• [Provided material]:
══════════════════════════════

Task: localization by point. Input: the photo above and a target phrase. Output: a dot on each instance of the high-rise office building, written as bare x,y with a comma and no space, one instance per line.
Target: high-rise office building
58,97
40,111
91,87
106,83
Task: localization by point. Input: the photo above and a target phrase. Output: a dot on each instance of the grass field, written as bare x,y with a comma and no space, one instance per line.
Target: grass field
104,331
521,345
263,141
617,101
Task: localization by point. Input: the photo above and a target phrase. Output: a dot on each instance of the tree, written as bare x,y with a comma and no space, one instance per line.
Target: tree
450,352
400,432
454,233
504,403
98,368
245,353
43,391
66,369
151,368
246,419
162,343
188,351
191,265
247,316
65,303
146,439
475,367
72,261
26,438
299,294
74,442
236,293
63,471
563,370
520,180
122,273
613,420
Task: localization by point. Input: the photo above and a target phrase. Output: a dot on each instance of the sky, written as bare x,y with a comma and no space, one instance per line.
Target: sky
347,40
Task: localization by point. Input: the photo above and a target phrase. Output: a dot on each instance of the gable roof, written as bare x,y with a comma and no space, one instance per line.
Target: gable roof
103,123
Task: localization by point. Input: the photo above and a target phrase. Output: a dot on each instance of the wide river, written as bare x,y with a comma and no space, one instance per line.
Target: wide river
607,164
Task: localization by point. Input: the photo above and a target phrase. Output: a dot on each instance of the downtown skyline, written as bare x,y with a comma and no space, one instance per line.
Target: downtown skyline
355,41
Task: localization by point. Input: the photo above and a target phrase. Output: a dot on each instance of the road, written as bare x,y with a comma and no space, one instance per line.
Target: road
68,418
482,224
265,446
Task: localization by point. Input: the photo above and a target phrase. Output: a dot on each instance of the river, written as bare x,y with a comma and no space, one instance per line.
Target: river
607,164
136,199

══════════════════════════════

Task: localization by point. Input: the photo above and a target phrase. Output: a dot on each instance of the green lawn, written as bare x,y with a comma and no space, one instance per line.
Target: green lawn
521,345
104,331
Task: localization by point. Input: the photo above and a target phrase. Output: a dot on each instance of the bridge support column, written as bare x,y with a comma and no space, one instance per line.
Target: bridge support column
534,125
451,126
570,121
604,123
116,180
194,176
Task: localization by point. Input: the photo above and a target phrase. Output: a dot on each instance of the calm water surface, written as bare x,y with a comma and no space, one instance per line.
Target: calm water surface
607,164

══════════════════════════════

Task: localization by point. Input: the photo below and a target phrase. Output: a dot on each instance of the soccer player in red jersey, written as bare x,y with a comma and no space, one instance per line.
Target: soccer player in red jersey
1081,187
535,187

══════════════════════════════

• [Objective]: Tally the lines in the listing above that contain the string "rise", and give only the number.

• [Output of the exercise]: 2